*Exercises*.
A – Write out the portion of the email about s390x CPU models that runs from "On Tue, Aug 02, 2016 at 08:12:34PM" to "exposing all properties.", word for word.
B – Carry the email about s390x CPU models forward, starting right after its final line.

*Given text*.
----------
From: Eduardo Habkost
Subject: Re: [Qemu-devel] [Patch v1 00/29] s390x CPU models: exposing features
Date: Tue, 2 Aug 2016 17:14:17 -0300
User-agent: Mutt/1.6.1 (2016-04-27)

On Tue, Aug 02, 2016 at 08:12:34PM +0200, David Hildenbrand wrote:
> > On Tue, Aug 02, 2016 at 01:58:46PM +0200, David Hildenbrand wrote:
> > [...]
> > > So we have:
> > > a) "query-cpu-model-expansion" - tell us what the "host" or another CPU
> > >    model looks like. Either falling back to a static model or
> > >    completely exposing all properties.  
> > 
> > The query-cpu-model-expansion interface looks good to me. I just
> > had a few comments about the interface documentation.
> > 
> > > b) "query-cpu-model-comparison" - tell us how two CPU models compare,
> > >     indicating which properties were responsible for the decision.
> > > c) "query-cpu-model-baseline" - create a new model out of two models,
> > >     taking a requested level of stability into account.  
> > 
> > I miss a clearer specifiction of what are the actual requirements
> > and use cases of query-cpu-model-baseline. Is it related to
> > runnability? If so, how exactly?
> 
> cpu-baseline and cpu-compare are only needed to make
> - "virsh cpu-compare"
> - "virsh cpu-baseline" work
> (see libvirt usecases below)
> 
> These commands are needed to find/test runnability of a CPU model for
> a cluster in bigger installations by tooling.
> 
> As libvirt won't have details about s390x models, we have to provide
> an interface so it can carry out these tasks.
> 
> > 
> > Related to that (as mentioned in my reply to patch 25/29), I
> > would like a clearer definintion of what "superset" and "subset"
----------
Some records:
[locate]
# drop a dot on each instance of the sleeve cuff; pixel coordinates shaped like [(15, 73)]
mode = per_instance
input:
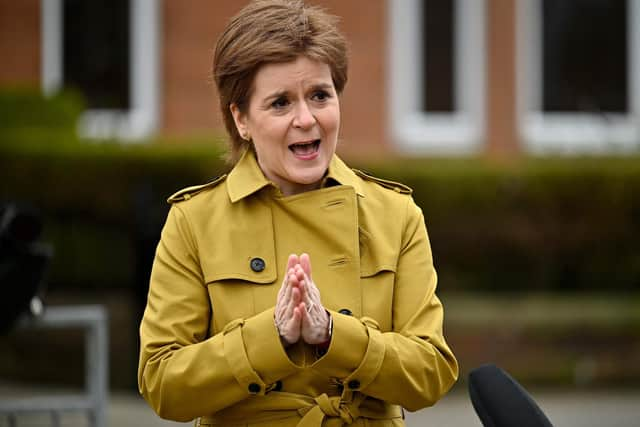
[(253, 350), (356, 351)]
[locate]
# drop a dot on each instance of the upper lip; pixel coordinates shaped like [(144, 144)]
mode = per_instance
[(308, 141)]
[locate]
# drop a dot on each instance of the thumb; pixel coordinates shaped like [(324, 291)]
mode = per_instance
[(305, 263)]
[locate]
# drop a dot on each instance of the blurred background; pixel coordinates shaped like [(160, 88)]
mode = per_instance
[(516, 122)]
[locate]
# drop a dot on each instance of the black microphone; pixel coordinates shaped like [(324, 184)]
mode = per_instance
[(24, 261), (500, 401)]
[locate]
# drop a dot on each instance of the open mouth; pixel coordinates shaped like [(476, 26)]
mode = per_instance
[(305, 148)]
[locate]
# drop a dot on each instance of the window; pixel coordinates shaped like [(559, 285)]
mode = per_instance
[(108, 50), (437, 68), (579, 75)]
----------
*Results for each task*.
A –
On Tue, Aug 02, 2016 at 08:12:34PM +0200, David Hildenbrand wrote:
> > On Tue, Aug 02, 2016 at 01:58:46PM +0200, David Hildenbrand wrote:
> > [...]
> > > So we have:
> > > a) "query-cpu-model-expansion" - tell us what the "host" or another CPU
> > >    model looks like. Either falling back to a static model or
> > >    completely exposing all properties.

B –
> > mean exactly, in query-cpu-model-comparison. Likewise, I would
> > like to understand the requirements and use cases that make
> > "superset" and "subset" useful.
> 
> I took these definitions from libvirt directly.
> 
> Example: core2duo against my sandybridge
> $ virsh cpu-compare test.xml
> Host CPU is a superset of CPU described in test.xml
> 
> Usually, you do a "virsh cpu-compare" against your host cpu model. Chances
> that the result is identical are very low. So depending on which
> one is the first model, you get superset or subset.
> 
> So
> if A is a subset of B, A will run where B runs
> if A is a superset of B, B will run where A runs
> 
> That means, if "cpu-compare" (against your host!) returns "identical" or
> "superset", you're good to go. If they are "incompatible" or "subset",
> you will have to use cpu-baseline to create a compatible model.
> 
> Does that answer your question?

It does, thanks! We need this to be clearly specified in the QMP
command documentation.

Proably the "if A is a superset of B, [...]" rule is enough to
unambigiously specify the semantics, while the rest of your
explanation is useful to explain when/how exactly the command is
useful.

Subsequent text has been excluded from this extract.